### PROBLEM
Return every line of the material that contains the string "face".

### AVAILABLE DATA
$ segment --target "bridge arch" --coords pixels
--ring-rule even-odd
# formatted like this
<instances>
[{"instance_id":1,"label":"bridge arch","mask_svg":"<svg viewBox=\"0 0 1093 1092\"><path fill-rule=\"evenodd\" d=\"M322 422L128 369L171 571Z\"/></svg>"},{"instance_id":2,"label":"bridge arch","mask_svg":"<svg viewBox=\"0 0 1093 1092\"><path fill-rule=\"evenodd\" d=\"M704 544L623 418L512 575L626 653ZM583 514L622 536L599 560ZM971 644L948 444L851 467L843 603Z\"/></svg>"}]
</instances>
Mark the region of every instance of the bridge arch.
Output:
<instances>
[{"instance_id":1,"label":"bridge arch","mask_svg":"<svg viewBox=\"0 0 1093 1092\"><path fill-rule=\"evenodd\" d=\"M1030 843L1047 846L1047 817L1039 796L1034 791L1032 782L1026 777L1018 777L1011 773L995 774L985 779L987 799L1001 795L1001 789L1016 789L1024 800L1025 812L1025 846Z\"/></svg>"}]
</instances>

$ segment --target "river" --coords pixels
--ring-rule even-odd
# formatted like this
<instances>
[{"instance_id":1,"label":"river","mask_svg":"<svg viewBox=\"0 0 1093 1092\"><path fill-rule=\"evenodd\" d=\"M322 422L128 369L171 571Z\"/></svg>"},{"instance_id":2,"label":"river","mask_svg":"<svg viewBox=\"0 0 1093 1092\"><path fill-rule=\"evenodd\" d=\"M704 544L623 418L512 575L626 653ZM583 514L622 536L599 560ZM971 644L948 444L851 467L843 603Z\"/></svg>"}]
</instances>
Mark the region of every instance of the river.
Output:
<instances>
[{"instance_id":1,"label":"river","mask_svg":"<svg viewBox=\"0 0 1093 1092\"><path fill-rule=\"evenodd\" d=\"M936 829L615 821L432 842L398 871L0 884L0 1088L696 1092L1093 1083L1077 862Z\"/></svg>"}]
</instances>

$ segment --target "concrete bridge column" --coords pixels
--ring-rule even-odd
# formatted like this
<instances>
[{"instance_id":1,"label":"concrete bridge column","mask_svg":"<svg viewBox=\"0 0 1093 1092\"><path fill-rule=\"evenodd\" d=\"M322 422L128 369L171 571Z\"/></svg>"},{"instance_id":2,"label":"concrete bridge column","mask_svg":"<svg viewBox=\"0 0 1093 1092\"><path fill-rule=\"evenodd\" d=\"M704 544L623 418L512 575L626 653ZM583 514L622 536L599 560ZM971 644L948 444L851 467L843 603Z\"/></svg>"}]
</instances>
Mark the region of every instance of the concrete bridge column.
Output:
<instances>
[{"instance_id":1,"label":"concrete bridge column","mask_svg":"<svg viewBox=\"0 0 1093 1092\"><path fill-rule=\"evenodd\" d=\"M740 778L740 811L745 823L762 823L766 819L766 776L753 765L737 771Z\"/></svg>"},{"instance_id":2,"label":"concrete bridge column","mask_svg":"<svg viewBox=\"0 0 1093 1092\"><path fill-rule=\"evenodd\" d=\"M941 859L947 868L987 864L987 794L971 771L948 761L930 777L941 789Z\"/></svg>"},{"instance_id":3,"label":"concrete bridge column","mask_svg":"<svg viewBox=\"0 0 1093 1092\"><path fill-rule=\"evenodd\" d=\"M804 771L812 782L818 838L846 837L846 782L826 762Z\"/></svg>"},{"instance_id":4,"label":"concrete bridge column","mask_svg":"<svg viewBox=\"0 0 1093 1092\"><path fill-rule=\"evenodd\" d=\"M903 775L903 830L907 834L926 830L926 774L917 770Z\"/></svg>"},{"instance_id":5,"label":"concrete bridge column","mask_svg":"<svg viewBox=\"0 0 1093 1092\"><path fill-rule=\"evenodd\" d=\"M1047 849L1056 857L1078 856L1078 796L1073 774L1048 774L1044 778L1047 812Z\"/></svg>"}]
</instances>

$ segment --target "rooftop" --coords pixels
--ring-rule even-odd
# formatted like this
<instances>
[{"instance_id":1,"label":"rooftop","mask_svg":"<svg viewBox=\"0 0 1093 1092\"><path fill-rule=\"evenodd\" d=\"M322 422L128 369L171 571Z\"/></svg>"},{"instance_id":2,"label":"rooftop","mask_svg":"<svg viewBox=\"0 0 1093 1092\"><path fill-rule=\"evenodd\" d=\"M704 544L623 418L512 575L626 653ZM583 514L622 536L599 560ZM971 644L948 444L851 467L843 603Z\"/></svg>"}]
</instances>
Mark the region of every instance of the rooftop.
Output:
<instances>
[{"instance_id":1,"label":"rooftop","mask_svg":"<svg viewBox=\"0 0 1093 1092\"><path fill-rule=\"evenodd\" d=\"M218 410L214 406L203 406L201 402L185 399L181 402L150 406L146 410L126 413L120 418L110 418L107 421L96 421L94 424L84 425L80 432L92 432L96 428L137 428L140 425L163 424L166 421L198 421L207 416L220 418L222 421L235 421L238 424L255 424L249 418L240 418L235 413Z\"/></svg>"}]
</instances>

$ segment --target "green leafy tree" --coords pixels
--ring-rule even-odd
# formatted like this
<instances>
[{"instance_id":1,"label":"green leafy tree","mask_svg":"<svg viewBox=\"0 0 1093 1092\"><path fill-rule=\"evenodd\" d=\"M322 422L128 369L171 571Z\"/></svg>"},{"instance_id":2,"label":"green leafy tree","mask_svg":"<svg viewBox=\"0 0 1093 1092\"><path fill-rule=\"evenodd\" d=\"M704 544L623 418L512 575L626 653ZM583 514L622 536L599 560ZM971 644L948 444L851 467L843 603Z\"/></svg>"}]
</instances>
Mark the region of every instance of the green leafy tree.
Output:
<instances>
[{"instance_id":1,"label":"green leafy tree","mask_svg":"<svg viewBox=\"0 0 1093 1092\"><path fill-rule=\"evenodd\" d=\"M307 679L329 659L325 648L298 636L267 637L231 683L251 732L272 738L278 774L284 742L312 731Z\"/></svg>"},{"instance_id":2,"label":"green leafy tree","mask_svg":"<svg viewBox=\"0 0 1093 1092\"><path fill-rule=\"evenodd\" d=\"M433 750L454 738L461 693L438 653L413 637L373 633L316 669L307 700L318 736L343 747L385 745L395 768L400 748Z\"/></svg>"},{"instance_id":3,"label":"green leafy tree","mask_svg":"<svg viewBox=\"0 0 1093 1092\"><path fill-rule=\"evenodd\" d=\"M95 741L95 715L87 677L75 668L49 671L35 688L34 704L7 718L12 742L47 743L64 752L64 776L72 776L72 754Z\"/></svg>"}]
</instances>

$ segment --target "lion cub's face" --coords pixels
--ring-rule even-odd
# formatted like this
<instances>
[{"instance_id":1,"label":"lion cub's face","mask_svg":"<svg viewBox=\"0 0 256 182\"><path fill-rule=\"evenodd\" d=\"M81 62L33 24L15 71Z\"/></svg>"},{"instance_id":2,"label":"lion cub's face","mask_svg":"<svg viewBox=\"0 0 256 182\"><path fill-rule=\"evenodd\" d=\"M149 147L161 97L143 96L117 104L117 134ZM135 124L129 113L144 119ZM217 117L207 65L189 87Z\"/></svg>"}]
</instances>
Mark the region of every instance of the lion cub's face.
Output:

### SOLUTION TO THE EXERCISE
$ segment --target "lion cub's face" --coords pixels
[{"instance_id":1,"label":"lion cub's face","mask_svg":"<svg viewBox=\"0 0 256 182\"><path fill-rule=\"evenodd\" d=\"M81 62L33 24L15 71Z\"/></svg>"},{"instance_id":2,"label":"lion cub's face","mask_svg":"<svg viewBox=\"0 0 256 182\"><path fill-rule=\"evenodd\" d=\"M149 147L161 97L143 96L117 104L117 134ZM135 124L129 113L144 119ZM217 117L207 65L189 87Z\"/></svg>"}]
Mark the region of every instance of the lion cub's face.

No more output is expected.